### Exercise details
Each entry must appear again exactly as it does in the source.

Referring expression data

•••

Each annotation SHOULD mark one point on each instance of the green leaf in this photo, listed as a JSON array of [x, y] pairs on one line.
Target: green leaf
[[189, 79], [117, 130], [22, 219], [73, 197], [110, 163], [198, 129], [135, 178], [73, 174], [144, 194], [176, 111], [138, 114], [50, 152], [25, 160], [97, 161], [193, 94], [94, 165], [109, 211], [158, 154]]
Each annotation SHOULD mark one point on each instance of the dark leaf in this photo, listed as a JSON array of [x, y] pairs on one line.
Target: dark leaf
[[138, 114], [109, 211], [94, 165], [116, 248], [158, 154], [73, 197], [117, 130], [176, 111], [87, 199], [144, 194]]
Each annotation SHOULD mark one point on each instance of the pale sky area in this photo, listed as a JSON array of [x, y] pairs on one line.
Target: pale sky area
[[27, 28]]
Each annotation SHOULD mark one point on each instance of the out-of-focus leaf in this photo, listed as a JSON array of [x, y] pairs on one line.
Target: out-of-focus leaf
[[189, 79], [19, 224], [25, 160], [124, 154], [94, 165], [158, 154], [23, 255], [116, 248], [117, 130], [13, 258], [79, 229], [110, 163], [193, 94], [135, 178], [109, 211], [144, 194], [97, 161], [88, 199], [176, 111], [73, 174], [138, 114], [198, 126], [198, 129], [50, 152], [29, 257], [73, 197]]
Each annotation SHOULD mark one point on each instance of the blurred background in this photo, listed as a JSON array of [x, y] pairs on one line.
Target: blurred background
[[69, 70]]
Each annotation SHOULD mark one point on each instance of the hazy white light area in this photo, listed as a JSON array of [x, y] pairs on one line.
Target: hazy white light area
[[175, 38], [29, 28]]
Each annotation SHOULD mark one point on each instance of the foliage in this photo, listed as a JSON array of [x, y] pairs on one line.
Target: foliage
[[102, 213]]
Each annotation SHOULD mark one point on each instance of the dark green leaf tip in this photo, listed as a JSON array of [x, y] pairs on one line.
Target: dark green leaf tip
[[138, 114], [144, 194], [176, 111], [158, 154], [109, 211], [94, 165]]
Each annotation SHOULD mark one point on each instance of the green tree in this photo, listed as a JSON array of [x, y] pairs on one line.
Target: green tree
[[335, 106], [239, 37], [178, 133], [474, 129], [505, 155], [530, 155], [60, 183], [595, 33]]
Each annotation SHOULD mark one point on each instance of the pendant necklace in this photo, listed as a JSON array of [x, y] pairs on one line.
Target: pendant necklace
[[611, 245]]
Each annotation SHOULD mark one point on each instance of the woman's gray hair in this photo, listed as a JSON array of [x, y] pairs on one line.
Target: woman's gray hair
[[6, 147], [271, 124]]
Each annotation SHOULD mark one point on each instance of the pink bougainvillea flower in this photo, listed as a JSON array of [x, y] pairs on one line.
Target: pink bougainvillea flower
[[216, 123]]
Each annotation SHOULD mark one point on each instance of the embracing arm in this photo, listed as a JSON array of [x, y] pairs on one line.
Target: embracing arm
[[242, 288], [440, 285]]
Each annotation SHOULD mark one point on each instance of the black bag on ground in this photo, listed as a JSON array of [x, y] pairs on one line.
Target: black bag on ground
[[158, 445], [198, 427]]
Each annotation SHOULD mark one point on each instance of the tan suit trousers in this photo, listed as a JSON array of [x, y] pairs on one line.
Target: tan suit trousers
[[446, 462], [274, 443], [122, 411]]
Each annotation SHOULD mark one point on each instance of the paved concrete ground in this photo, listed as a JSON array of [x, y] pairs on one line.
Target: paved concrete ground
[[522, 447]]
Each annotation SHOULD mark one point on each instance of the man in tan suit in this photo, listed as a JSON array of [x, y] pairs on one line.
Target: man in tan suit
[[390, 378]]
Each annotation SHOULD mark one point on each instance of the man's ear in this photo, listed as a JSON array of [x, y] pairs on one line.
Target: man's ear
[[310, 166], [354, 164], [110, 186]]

•••

### Response to the task
Each annotation SHOULD mark one point on each instance of the green leaf in this photo, listed as a JSON array of [x, y] pairs on one line.
Target: green leaf
[[189, 79], [117, 130], [22, 219], [73, 197], [110, 163], [198, 129], [135, 178], [73, 174], [144, 194], [176, 111], [138, 114], [50, 152], [25, 160], [97, 161], [193, 94], [94, 165], [109, 211], [158, 154]]
Each annotation SHOULD mark one point on each instance of the dark leaf in this photo, listed as a JSON array of [x, y] pairs on one line.
Target: dark leaf
[[138, 114], [109, 211], [94, 165], [116, 248], [158, 154], [73, 197], [117, 130], [176, 111], [87, 199], [144, 194]]
Each annotation SHOULD mark one point on each instance of the pale sky area in this photo, listed as a JSON array of [x, y] pairs on one line.
Target: pale sky area
[[27, 28]]
Each annotation SHOULD mark one point on each instance of the out-of-focus leaf in this photo, listed as a JSON array of [x, y] pairs on one line.
Target: out-of-focus leaf
[[189, 79], [19, 224], [25, 160], [124, 154], [94, 165], [158, 154], [23, 255], [116, 248], [117, 130], [13, 258], [79, 229], [110, 163], [193, 94], [135, 178], [109, 211], [144, 194], [97, 161], [88, 199], [176, 111], [73, 174], [138, 114], [198, 126], [198, 129], [50, 152], [29, 257], [73, 197]]
Each annotation SHOULD mark one point on each instance of the blurred background in this photo, listed as a JSON array of [x, y] pairs on one line.
Target: blurred background
[[69, 70]]
Each annotation SHOULD mark one point on each instance of the hazy white light area in this photo, listed as a JSON array of [x, y] pairs on one line.
Target: hazy white light area
[[175, 38], [29, 28]]
Each annotation SHOULD mark one point on each instance of the foliage in this photo, listed as a JSON array of [x, y] pairs on one line.
Target: foliage
[[102, 213]]
Each annotation SHOULD mark one point on each instance of the dark green leaf tip in this photo, listed as a JSON array of [x, y] pairs on one line.
Target: dark green leaf tip
[[138, 114], [144, 194], [176, 111], [158, 154], [109, 211], [94, 165]]
Each annotation SHOULD mark one point on each instance of the green tree in this photo, listed as a JSON array of [x, y] pairs on one line.
Target: green tree
[[335, 106], [239, 37], [178, 133], [474, 129], [505, 155], [530, 155], [60, 183], [595, 33]]
Each annotation SHOULD mark one point on each instance of the pendant necklace in this photo, listed as a JSON array of [x, y] pairs on one line.
Target: pendant necklace
[[611, 245]]
Each annotation SHOULD mark one point on each instance of the woman's gray hair in this photo, listed as a JSON array of [x, y] pairs on one line.
Target: woman's gray hair
[[6, 147], [271, 124]]
Each annotation SHOULD mark one point on each instance of the pink bougainvillea flower in this photo, listed as a JSON array of [x, y] pairs on one line.
Target: pink bougainvillea flower
[[216, 123]]
Each annotation SHOULD mark one point on each instance of the embracing arm in this photo, listed as a JSON array of [x, y] pairs on one line.
Target: embracing arm
[[242, 288], [440, 285]]
Each annotation SHOULD mark one point on each instance of the black bag on ground in this photo, listed as a JSON array of [x, y] pairs on one line.
Target: black bag on ground
[[158, 445], [198, 427]]
Each annotation SHOULD mark one point on each instance of the tan suit trousers in this photo, listed as a JSON array of [x, y] pairs on one line.
Target: tan suit trousers
[[446, 462], [274, 443], [122, 411]]
Each annotation SHOULD mark one point on each instance of the paved concrete ground in this photo, listed as a JSON array of [x, y] pairs on one line.
Target: paved concrete ground
[[522, 447]]
Each annotation SHOULD mark one point on each instance of the man in tan suit in this photo, listed as a JSON array of [x, y] pairs on one line.
Target: man in tan suit
[[390, 378]]
Each annotation SHOULD mark one point on each instance of the man's ear in this photo, listed as a JSON array of [x, y] pairs on one line.
Target: man's ear
[[310, 166], [354, 164], [110, 186]]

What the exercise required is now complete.